"""
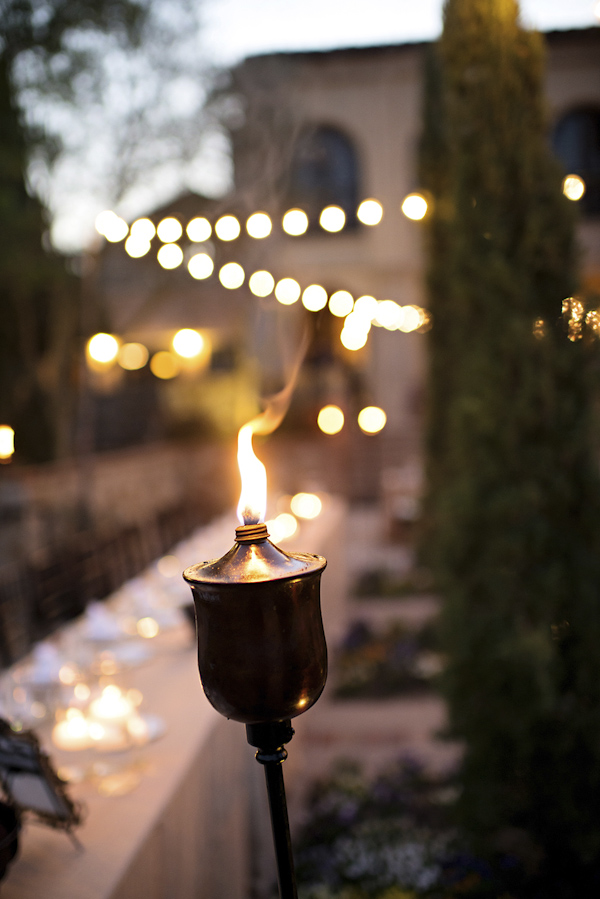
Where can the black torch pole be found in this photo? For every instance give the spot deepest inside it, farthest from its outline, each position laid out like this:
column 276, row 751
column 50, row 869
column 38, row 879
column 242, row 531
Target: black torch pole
column 269, row 739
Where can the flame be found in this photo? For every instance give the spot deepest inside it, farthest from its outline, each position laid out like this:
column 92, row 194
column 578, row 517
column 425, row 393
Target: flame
column 252, row 506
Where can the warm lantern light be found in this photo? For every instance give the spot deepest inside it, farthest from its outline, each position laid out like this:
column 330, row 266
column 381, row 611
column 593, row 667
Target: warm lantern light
column 198, row 229
column 330, row 419
column 188, row 343
column 573, row 187
column 164, row 365
column 295, row 222
column 170, row 255
column 332, row 219
column 227, row 227
column 7, row 443
column 132, row 356
column 287, row 291
column 136, row 246
column 201, row 266
column 232, row 275
column 103, row 348
column 314, row 298
column 261, row 283
column 169, row 230
column 253, row 497
column 414, row 207
column 371, row 419
column 370, row 212
column 143, row 229
column 341, row 303
column 259, row 225
column 306, row 505
column 111, row 226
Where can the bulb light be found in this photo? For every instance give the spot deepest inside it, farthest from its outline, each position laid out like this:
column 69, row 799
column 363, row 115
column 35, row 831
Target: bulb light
column 227, row 227
column 370, row 212
column 201, row 266
column 332, row 219
column 232, row 275
column 259, row 225
column 330, row 420
column 198, row 229
column 573, row 187
column 169, row 230
column 7, row 442
column 314, row 298
column 170, row 255
column 287, row 291
column 371, row 419
column 103, row 348
column 295, row 222
column 188, row 343
column 261, row 283
column 414, row 207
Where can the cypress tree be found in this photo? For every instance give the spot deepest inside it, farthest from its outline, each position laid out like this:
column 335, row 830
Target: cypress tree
column 512, row 511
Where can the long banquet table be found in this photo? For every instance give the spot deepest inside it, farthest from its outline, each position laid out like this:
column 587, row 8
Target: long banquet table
column 196, row 824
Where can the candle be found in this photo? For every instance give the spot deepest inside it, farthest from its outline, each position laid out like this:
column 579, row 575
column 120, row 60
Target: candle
column 72, row 733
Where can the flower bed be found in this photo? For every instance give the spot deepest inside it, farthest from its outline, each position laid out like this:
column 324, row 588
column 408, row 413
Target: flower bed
column 395, row 662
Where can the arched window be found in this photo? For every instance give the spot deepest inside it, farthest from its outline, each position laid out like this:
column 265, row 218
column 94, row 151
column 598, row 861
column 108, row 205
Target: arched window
column 576, row 141
column 324, row 172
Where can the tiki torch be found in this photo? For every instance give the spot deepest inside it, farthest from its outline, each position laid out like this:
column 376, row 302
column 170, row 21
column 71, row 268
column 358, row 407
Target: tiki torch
column 262, row 654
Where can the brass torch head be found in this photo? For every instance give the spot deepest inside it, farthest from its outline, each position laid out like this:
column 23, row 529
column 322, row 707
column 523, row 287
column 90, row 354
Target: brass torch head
column 262, row 654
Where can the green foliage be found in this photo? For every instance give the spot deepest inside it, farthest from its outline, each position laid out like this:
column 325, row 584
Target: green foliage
column 513, row 501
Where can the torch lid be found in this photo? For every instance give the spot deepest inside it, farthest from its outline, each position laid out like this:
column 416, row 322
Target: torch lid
column 252, row 563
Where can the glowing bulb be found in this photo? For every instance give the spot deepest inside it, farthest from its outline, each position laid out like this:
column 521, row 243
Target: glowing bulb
column 133, row 356
column 201, row 266
column 341, row 303
column 414, row 207
column 261, row 283
column 231, row 275
column 306, row 505
column 170, row 255
column 332, row 219
column 111, row 226
column 287, row 291
column 259, row 225
column 227, row 227
column 136, row 246
column 371, row 419
column 295, row 222
column 198, row 230
column 389, row 315
column 370, row 212
column 7, row 442
column 164, row 365
column 330, row 419
column 314, row 298
column 188, row 343
column 169, row 230
column 103, row 348
column 253, row 497
column 143, row 229
column 573, row 187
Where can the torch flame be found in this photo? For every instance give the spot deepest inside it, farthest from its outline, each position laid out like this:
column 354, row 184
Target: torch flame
column 252, row 506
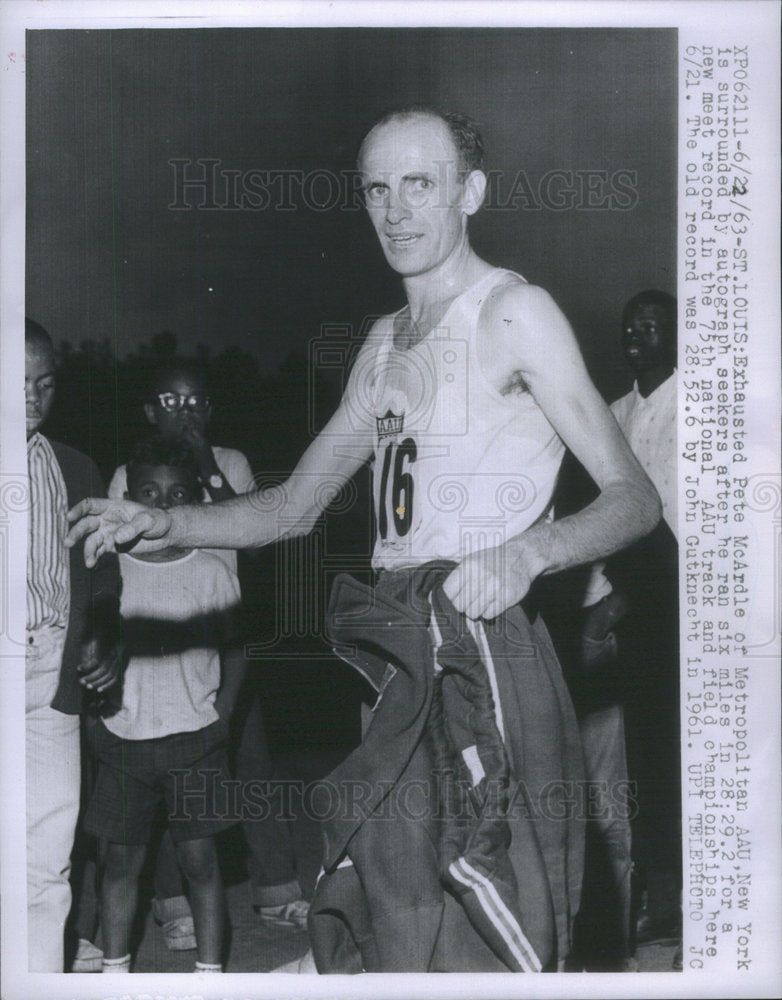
"""
**WORK ORDER:** Only the lines from the top of the material above down to the line bearing "column 425, row 393", that line included, should be set down exactly; no pictures.

**COMPLETED EXERCISE:**
Where can the black torch pole be found in this photo? For every instance give the spot deepest inside it, farthest from its outline, each position laid out like this:
column 276, row 751
column 50, row 869
column 38, row 879
column 242, row 531
Target: black torch pole
column 269, row 739
Where can the flame be found in this photo? For every instance give the spot deepest inside it, farthest from its outline, each position laid out like this:
column 92, row 194
column 578, row 517
column 425, row 393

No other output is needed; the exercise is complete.